▸ **Problem**:
Reproduce verbatim the passage of the article on Facebook and the 2011 FTC consent decree between "The glaring lack" and "to be desired.", inclusive.

▸ **Page**:
····················

As much as Facebook would like to sweep the current Cambridge Analytica scandal under the rug and continue with business as usual, signs continue to mount that the company is still playing fast and loose with user data. Even more disturbing, the company’s own auditors may be complicit in attempts to persuade users that Facebook has really, truly turned the corner on how it permits user data to be used and shared with third-party advertisers. All this raises the question of whether the 2011 FTC settlement with Facebook that resulted in an 8-count consent decree actually went far enough.
The 2011 FTC Consent Decree
In 2011, the FTC unveiled an 8-part complaint against the tech company Facebook, but stopped short of levying fines or penalties on the social media giant. Instead, the FTC settlement simply requested that Facebook overhaul and reassess its privacy policies as well as agree to be audited every two years for the next 20 years.
While the FTC settlement did not levy penalties on Facebook, it clearly noted that it had the power to fine Facebook anywhere from $16,000 to $40,000 per violation. Moreover, the FTC could assess those fines on a per user basis. At the time, Facebook had 800 million users, so even a single privacy violation could have enormous financial consequences.
What’s remarkable about the FTC Consent Decree in 2011 is that it directly addressed some of the issues currently plaguing Facebook today. For example, one of the 8 complaints listed in the consent decree covered third-party apps. Facebook specifically agreed that apps users installed would only have access to user information that they needed to operate – not the full spectrum of information that Facebook had been collecting on users. Another complaint in the FTC decree covered the subject of “Friends Only” data – Facebook had incorrectly represented the fact that user data could not be shared beyond the circle of friends.
Both of these clearly seem to have been violated in the Cambridge Analytica case, in which data collected by a Facebook quiz app on nearly 300,000 users led to a massive data breach affecting upwards of 87 million Facebook users. Even worse, Cambridge Analytica, a political consultancy based in London, may have used the data to influence the 2016 presidential election by constructing psychographic profiles of voters.
The glaring lack of any real change on the part of Facebook is a point that is now being highlighted by David Vladeck, former director of the Bureau of Consumer Protection at the FTC, who signed the original 2011 consent decree. As Vladeck sees it, the case of Cambridge Analytica represents a “serious breach” of the consent decree. In the nearly seven years that have transpired since 2011, it appears that Facebook has repeatedly violated the terms of that consent decree. Facebook privacy controls may be improved from a few years ago, but still leave much to be desired.
The PwC audit report
Despite these clear signs of potential violations of the FTC settlement, the company’s auditors have repeatedly said that Facebook is doing nothing wrong and that the company is doing everything it can to prevent future incidents. In April 2017, the auditing firm PwC gave Facebook a clean bill of health for its privacy practices, noting that, “In our opinion, Facebook’s privacy controls were operating with reasonable assurance to protect the privacy of covered information and that the controls have so operated throughout the Reporting Period, in all material respects for the two years ended February 11, 2017.”
The timing of the report is what is so controversial – it covers the period 2015-2017, which is when Cambridge Analytica gained access to the Facebook data. Given what we know now, the findings of the 2017 audit report are especially baffling.

····················

▸ **Records**:
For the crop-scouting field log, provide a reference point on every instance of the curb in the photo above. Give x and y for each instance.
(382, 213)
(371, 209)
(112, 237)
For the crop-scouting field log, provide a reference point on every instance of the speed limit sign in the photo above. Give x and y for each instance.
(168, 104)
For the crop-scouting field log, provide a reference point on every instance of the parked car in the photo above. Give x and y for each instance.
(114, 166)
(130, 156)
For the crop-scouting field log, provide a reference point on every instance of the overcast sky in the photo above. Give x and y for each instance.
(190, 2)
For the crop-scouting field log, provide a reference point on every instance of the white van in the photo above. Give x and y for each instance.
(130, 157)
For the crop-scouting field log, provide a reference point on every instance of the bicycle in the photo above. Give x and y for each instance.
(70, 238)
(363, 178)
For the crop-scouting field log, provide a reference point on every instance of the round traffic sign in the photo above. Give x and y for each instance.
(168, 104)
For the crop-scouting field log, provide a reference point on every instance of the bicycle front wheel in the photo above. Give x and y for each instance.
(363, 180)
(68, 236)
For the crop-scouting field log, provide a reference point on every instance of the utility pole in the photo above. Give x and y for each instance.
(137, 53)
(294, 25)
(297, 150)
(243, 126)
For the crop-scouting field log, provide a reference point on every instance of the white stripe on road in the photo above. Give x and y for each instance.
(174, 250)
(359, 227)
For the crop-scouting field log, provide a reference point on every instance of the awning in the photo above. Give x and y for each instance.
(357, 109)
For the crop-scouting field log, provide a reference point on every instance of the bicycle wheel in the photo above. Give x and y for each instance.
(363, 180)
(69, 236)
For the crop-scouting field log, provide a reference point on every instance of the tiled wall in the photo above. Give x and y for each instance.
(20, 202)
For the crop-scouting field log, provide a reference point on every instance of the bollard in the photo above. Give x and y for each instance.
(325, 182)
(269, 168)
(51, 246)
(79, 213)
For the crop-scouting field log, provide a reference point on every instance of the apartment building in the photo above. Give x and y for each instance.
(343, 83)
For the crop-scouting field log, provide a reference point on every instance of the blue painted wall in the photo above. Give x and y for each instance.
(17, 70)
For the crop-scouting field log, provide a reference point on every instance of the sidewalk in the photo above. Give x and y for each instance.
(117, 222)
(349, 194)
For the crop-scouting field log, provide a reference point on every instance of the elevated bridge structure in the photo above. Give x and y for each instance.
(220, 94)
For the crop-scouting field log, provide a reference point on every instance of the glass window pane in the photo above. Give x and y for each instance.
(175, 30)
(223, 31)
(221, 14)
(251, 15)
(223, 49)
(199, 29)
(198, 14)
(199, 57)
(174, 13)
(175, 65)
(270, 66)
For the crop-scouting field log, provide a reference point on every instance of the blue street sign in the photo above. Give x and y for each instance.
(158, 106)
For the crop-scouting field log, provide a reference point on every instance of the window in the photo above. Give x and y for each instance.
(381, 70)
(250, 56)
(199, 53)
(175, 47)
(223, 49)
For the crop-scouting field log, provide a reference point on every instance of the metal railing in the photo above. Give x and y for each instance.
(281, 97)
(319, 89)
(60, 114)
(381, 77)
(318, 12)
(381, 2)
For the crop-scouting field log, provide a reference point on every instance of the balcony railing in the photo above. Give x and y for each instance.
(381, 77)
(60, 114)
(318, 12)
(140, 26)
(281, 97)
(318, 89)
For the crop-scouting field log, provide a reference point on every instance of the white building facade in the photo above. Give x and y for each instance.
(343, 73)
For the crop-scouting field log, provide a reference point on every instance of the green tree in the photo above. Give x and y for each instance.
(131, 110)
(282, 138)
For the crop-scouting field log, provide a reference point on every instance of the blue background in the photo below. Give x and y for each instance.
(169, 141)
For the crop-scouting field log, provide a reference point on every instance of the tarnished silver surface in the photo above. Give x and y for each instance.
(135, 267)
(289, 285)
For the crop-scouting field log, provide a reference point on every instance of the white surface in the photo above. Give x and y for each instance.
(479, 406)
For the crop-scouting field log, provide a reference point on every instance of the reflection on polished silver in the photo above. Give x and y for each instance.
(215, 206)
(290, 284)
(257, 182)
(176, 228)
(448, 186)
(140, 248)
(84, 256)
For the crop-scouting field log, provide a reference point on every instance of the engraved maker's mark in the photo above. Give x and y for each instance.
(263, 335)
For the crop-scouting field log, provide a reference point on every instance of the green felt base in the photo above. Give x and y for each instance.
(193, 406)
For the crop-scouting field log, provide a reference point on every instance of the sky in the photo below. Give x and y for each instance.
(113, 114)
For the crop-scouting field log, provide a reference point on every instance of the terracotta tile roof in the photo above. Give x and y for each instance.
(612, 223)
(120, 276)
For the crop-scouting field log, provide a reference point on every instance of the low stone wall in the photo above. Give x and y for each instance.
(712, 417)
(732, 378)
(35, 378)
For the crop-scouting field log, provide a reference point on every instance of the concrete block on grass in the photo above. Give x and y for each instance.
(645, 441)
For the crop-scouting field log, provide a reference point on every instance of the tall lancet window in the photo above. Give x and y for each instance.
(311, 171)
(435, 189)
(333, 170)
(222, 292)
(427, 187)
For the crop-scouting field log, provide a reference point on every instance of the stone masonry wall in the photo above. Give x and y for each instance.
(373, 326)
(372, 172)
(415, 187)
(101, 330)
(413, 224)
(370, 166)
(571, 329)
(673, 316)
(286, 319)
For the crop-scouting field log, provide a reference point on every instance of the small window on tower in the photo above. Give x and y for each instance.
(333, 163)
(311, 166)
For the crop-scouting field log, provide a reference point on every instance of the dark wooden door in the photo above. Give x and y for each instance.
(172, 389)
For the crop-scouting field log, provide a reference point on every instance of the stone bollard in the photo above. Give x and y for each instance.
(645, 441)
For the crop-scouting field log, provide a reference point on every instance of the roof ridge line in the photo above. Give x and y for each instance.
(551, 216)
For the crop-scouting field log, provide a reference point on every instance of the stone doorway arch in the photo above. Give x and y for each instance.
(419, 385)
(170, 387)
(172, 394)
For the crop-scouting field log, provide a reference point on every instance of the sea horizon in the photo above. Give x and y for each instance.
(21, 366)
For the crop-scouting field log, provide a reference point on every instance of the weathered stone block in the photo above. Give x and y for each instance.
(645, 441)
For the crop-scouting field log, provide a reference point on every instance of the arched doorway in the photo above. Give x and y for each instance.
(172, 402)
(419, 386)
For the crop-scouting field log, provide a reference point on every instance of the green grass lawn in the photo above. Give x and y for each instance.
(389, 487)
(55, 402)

····················

▸ **Solution to this task**:
The glaring lack of any real change on the part of Facebook is a point that is now being highlighted by David Vladeck, former director of the Bureau of Consumer Protection at the FTC, who signed the original 2011 consent decree. As Vladeck sees it, the case of Cambridge Analytica represents a “serious breach” of the consent decree. In the nearly seven years that have transpired since 2011, it appears that Facebook has repeatedly violated the terms of that consent decree. Facebook privacy controls may be improved from a few years ago, but still leave much to be desired.